----- Exercise data -----

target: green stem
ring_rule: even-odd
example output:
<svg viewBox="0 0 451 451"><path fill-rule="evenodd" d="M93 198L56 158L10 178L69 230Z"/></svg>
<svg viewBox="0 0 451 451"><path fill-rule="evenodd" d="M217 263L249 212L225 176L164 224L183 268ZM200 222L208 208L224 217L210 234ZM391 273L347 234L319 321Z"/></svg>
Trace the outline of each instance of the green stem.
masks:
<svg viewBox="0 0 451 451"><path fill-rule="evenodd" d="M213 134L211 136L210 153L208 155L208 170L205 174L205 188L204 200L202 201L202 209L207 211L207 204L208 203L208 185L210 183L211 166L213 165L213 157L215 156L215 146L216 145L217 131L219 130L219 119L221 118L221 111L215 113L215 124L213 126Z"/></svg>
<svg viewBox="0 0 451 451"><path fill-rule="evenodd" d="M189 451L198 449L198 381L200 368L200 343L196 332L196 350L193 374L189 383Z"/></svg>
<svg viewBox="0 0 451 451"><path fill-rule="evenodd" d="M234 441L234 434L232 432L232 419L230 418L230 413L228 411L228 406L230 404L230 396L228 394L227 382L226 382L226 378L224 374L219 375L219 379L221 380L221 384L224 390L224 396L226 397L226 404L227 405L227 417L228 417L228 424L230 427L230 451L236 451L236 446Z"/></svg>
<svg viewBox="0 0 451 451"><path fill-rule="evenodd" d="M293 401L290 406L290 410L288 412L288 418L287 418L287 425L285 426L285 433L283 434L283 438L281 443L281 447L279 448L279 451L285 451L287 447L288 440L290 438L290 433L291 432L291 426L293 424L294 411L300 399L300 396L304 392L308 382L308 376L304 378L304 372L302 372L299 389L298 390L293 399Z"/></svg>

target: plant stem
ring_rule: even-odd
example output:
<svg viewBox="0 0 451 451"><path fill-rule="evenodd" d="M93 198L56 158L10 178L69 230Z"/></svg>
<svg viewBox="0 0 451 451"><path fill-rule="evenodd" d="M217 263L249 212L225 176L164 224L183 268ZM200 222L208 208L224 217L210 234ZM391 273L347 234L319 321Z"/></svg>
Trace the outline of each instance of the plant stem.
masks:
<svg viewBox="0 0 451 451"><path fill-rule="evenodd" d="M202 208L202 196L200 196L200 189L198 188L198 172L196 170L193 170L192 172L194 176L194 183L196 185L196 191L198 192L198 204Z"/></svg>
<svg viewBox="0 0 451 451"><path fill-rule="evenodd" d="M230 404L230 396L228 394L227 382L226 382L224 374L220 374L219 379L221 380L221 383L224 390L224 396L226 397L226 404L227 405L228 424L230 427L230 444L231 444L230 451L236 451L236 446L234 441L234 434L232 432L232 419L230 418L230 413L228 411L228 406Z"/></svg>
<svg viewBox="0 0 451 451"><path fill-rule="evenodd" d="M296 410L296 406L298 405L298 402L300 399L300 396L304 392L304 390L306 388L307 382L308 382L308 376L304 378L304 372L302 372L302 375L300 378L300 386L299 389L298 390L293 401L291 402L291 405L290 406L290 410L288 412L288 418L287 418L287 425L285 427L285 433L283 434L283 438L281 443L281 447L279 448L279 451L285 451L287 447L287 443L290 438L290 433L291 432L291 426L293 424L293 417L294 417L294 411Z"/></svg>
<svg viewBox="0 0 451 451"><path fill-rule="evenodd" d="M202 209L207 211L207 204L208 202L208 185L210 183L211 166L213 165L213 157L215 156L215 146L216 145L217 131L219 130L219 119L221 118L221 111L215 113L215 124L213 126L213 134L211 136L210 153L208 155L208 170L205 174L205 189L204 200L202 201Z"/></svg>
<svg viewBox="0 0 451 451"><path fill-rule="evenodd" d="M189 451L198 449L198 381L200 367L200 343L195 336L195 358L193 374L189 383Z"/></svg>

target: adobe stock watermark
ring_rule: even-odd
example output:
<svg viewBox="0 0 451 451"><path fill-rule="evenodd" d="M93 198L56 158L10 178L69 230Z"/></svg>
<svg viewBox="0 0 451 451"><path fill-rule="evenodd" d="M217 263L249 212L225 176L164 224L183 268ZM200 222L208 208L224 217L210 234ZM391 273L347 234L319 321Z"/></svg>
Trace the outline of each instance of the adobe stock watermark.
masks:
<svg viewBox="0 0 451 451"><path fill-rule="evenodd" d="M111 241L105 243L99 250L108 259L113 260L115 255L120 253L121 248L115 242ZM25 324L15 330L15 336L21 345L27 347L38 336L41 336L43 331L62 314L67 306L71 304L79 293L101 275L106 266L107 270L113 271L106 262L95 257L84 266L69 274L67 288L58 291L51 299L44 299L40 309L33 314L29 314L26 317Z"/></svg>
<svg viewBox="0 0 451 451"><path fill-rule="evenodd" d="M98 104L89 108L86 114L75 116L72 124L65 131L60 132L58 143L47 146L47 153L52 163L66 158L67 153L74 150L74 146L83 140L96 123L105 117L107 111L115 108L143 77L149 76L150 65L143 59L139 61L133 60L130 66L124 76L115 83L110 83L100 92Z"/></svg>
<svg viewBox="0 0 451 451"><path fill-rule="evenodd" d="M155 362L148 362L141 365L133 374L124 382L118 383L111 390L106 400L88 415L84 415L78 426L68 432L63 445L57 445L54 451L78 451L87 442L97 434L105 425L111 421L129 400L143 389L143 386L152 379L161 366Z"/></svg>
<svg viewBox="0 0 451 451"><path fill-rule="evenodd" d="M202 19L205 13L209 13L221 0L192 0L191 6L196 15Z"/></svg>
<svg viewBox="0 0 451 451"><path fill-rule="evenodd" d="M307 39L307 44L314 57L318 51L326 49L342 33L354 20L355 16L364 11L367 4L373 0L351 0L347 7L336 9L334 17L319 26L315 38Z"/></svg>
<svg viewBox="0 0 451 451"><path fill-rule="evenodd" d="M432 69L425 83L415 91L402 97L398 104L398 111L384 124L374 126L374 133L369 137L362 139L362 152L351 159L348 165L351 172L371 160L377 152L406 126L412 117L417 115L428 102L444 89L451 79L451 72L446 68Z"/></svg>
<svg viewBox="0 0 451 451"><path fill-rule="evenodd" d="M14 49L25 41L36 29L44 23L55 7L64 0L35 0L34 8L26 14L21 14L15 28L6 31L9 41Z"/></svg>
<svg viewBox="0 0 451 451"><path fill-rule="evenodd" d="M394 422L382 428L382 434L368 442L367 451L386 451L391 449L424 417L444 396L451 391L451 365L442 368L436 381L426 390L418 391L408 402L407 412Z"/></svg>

-----

What is needed » Identify each line in the records above that contains the word "Trace" and copy every such line in full.

Solution to the exercise »
Trace the outline of each instance of the green stem.
Trace the outline of each instance of the plant stem.
Trace the outline of each instance of the adobe stock watermark.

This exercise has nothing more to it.